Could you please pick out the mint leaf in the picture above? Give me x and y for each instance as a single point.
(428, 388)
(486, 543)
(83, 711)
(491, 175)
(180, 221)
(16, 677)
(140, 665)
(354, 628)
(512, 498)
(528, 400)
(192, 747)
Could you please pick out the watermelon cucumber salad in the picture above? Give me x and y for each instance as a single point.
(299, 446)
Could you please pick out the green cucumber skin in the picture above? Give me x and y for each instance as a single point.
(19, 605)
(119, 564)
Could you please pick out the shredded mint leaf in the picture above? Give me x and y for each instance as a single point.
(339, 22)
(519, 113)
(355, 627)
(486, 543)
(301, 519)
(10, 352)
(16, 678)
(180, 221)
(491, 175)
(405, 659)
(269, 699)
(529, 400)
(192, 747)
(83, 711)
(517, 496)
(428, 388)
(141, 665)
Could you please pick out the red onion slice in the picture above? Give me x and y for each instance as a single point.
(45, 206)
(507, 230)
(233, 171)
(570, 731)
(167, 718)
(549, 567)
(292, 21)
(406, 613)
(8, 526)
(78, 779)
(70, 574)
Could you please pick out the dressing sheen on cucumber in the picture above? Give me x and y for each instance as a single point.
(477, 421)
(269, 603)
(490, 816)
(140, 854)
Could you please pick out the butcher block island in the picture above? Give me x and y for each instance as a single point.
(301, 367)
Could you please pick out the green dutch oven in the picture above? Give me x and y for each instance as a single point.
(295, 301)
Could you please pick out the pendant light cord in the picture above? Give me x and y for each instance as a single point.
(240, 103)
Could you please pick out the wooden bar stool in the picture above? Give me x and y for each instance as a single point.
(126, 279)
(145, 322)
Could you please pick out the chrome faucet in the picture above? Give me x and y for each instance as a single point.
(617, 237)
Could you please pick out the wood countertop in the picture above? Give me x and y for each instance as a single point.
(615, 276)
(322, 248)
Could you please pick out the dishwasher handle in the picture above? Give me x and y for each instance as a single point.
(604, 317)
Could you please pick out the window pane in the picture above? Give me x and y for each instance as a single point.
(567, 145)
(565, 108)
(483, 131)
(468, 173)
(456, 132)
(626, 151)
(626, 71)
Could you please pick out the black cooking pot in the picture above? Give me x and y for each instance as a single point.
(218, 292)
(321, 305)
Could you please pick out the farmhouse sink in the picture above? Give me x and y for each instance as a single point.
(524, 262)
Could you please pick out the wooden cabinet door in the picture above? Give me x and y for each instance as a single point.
* * *
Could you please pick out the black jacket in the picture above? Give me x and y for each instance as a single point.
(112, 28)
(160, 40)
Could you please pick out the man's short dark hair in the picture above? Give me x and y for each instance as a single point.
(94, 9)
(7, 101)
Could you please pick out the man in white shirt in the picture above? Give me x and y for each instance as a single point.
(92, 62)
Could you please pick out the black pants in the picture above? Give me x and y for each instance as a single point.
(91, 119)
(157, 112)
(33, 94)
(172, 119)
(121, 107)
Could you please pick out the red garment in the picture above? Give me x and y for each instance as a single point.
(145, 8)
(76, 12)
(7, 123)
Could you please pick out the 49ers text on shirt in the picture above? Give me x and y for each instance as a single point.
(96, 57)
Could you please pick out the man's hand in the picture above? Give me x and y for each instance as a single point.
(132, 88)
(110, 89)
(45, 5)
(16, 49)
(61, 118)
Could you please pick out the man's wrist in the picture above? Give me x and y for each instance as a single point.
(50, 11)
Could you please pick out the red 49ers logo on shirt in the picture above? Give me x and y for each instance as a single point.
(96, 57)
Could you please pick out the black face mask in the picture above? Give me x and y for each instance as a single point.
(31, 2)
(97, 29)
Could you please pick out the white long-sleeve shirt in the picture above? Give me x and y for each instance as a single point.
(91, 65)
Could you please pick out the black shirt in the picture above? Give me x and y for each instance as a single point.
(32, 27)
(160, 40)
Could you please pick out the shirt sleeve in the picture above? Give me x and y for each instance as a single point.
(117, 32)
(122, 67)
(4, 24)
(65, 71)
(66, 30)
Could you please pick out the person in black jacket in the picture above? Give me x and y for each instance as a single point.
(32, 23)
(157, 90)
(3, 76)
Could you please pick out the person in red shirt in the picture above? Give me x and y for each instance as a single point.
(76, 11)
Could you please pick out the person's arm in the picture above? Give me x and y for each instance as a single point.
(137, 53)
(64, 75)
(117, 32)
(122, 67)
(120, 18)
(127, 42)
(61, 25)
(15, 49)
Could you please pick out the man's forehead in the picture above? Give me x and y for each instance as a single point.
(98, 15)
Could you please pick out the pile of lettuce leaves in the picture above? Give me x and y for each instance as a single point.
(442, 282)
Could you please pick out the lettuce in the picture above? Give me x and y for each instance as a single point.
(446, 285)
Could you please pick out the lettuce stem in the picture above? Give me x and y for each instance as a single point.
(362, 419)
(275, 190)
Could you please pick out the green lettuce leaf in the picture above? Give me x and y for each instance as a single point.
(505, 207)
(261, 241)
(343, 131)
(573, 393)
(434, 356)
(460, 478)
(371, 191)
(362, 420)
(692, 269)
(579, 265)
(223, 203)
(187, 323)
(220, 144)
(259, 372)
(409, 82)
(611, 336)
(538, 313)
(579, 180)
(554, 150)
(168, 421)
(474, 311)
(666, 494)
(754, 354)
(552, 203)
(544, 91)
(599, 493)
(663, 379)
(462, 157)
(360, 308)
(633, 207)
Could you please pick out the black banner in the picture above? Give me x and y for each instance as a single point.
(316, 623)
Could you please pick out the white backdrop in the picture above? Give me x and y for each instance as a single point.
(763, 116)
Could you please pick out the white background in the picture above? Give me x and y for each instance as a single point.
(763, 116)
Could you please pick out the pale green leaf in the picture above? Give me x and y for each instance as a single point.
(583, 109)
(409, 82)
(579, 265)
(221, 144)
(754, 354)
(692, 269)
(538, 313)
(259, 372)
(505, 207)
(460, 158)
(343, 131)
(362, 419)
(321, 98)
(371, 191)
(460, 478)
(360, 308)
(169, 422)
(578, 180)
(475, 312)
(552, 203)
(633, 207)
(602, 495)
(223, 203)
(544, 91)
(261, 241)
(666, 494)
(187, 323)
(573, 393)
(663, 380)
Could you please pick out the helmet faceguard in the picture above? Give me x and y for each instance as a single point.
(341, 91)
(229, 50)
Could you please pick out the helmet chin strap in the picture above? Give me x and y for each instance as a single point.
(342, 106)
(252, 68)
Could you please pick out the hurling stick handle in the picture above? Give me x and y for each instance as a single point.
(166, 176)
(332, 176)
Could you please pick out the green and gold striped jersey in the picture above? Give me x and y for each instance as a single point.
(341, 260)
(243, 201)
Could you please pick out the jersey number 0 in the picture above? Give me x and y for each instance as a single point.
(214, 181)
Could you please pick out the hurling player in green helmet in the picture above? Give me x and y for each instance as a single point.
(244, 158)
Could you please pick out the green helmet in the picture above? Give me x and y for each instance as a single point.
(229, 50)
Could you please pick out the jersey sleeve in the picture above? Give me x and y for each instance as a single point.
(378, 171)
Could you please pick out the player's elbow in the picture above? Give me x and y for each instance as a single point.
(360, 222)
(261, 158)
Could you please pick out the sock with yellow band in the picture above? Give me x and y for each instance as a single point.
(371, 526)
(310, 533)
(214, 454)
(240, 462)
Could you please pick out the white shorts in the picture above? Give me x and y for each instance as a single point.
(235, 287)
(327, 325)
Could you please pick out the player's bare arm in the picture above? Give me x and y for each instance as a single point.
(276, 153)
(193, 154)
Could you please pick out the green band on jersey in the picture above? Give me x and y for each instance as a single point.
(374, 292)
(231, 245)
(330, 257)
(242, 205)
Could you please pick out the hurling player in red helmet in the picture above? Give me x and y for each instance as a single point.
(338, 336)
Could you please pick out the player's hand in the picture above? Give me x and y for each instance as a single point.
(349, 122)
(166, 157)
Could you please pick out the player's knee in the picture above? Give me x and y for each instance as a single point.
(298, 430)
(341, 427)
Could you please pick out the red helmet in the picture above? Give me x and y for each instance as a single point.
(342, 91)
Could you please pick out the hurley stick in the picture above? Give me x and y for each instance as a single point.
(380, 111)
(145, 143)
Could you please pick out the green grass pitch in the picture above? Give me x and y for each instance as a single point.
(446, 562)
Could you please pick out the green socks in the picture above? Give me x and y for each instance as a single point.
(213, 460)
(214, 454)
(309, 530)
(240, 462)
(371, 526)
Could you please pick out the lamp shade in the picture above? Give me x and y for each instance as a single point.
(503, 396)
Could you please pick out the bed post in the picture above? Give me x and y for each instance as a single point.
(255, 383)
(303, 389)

EXERCISE:
Render the part of the listing that begins with the line containing "Could you please pick out the farmhouse" and ends with the line containing "Could you please pick out the wooden cabinet" as a Markdown table. Use the columns Row and Line, number each row, and leave out any blank lines.

CORRECT OUTPUT:
| Row | Line |
|---|---|
| 1 | Could you please pick out the farmhouse sink in the picture above? Give me x and y for each instance as a single point. |
| 2 | (524, 262) |
| 3 | Could you please pick out the wooden cabinet door in the picture above? Give me x and y for each instance as a single point. |